_Your objective_: Only an exact copy of the lines beginning at the one that contains "- Reply format: 1122,382" and ending at the last line of the records below counts as the answer.

_The input_:

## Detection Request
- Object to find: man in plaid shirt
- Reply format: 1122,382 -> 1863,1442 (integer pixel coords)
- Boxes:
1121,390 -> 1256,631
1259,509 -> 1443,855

_Result_:
- Reply format: 1122,382 -> 1863,1442 (integer pixel coords)
- Boxes:
1121,390 -> 1256,631
1259,509 -> 1443,855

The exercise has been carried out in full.